%%

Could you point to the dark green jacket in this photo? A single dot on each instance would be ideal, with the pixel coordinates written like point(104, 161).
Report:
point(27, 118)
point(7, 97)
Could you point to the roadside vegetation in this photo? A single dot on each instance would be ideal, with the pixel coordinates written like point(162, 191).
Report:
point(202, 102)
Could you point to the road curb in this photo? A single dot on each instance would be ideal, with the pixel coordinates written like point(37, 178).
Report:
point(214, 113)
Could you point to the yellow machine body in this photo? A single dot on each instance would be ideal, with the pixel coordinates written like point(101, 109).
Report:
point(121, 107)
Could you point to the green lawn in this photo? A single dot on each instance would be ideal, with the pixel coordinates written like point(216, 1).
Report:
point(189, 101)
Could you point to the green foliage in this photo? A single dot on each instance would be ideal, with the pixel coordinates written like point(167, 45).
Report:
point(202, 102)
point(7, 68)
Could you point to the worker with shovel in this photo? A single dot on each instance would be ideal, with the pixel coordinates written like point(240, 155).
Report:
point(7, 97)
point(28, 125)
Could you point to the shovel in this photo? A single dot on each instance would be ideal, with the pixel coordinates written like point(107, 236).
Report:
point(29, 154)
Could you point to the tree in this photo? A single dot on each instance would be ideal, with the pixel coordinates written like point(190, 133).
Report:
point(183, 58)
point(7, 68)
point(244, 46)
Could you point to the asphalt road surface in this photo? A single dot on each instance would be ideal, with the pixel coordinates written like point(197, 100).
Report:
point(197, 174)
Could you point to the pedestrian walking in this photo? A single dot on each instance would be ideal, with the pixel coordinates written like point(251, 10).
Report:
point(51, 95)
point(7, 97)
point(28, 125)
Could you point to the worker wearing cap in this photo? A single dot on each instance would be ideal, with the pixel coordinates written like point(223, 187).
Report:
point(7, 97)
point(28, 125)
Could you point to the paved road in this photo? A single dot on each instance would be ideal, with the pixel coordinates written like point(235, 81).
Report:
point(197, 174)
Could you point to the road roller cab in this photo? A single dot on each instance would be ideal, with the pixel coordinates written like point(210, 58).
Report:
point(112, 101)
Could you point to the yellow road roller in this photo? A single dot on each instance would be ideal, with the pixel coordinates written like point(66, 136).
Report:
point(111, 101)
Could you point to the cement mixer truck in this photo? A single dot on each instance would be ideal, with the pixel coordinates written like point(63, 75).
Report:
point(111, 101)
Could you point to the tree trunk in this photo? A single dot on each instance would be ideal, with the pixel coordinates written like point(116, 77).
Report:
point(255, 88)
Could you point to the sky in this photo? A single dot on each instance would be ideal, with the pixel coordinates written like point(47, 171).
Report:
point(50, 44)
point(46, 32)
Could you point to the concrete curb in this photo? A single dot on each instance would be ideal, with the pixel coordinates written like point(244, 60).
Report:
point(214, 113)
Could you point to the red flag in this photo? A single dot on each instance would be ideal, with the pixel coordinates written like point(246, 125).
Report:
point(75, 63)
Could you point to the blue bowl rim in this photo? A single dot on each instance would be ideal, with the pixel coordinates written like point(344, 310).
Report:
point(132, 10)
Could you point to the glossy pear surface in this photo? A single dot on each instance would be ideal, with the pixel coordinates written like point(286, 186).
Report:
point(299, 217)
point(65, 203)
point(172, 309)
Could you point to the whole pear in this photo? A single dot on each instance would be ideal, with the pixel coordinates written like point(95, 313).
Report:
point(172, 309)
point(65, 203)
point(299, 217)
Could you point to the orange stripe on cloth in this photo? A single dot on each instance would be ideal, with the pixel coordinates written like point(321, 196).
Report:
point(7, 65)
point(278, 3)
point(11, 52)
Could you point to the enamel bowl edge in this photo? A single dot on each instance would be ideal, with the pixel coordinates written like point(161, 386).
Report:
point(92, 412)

%%

The problem
Reproduce every row above word for word, leaving nothing out and adding nothing.

Solution to the exercise
Could you point to the dark green jacket in this photo? A single dot on each instance would be ideal, with the pixel coordinates written like point(104, 161).
Report:
point(27, 118)
point(7, 97)
Could you point to the roadside vegetation in this photo? A single dot on each instance would be ideal, with the pixel coordinates written like point(162, 191).
Report:
point(202, 102)
Could you point to the road curb in this photo? A single dot on each instance would be ideal, with the pixel coordinates written like point(37, 178).
Report:
point(214, 113)
Could you point to the yellow machine body in this photo? A single dot on each instance would be ideal, with the pixel coordinates written like point(101, 109).
Report:
point(121, 107)
Could you point to the green lawn in this photo? A single dot on each instance would be ideal, with the pixel coordinates written like point(216, 1).
Report:
point(189, 101)
Could you point to the green foliage in this photo? A single dot on each instance would be ideal, with the pixel coordinates written like point(167, 45).
Report:
point(202, 102)
point(7, 68)
Could you point to the worker with shovel in this photo? A single dot on each instance would be ideal, with the pixel coordinates written like point(240, 155).
Report:
point(7, 97)
point(28, 125)
Could you point to the shovel in this photo? A single dot on each instance would be ideal, with the pixel coordinates written like point(107, 236).
Report:
point(29, 154)
Could you point to the tree in this photo? A single dot on each instance would be ideal, with the pixel coordinates written like point(190, 133).
Report:
point(183, 58)
point(7, 68)
point(244, 46)
Could you point to the asphalt road surface in this photo? A single dot on each instance would be ideal, with the pixel coordinates written like point(197, 100).
Report:
point(197, 174)
Could you point to the pedestrian walking in this photo? A single dot on each instance would be ideal, with the pixel coordinates written like point(251, 10).
Report:
point(51, 95)
point(7, 97)
point(28, 125)
Could you point to the worker wearing cap in this photo? A single dot on each instance would be ideal, with the pixel coordinates written like point(223, 187).
Report:
point(7, 97)
point(28, 125)
Could you point to the paved road in this photo? A single dot on each instance would be ideal, with the pixel coordinates written like point(235, 81).
Report:
point(197, 174)
Could you point to the road roller cab in this photo? A single dot on each instance would be ideal, with the pixel coordinates written like point(210, 58).
Report:
point(112, 101)
Could you point to the yellow road roller in this photo? A single dot on each instance would be ideal, with the pixel coordinates written like point(66, 136).
Report:
point(111, 101)
Could you point to the cement mixer truck in this photo? A single dot on each instance would be ideal, with the pixel coordinates written like point(63, 75).
Report:
point(111, 101)
Could you point to the tree trunk in this photo? A single dot on each instance would be ideal, with the pixel coordinates written like point(116, 77).
Report:
point(255, 88)
Could you point to the sky in this photo? A single dot on each instance would be ideal, with the pixel coordinates written like point(47, 171).
Report:
point(50, 44)
point(46, 32)
Could you point to the concrete curb in this photo? A single dot on each instance would be ideal, with the pixel coordinates written like point(244, 60).
Report:
point(214, 113)
Could you point to the red flag in this photo? A single dot on each instance would be ideal, with the pixel coordinates written like point(246, 125).
Report:
point(75, 63)
Could you point to the blue bowl rim in this photo? A single dot on each instance would be ideal, with the pixel coordinates written like point(344, 310).
Report:
point(132, 10)
Could you point to the glossy pear surface in this photo? A single dot on each instance would be ideal, with the pixel coordinates written like point(286, 186).
Report:
point(299, 217)
point(65, 203)
point(172, 309)
Could you point to the whole pear in this photo? A single dot on each instance would be ideal, with the pixel coordinates written like point(95, 313).
Report:
point(172, 309)
point(65, 203)
point(299, 217)
Could you point to the orange stripe on cloth in this photo? A single dot on each instance would be ideal, with the pixel coordinates written like point(321, 196).
Report:
point(7, 65)
point(278, 3)
point(11, 52)
Could you point to the enamel bowl edge in this photo? A single dot on each instance would be ideal, with the pixel coordinates written like point(161, 386).
Report:
point(92, 412)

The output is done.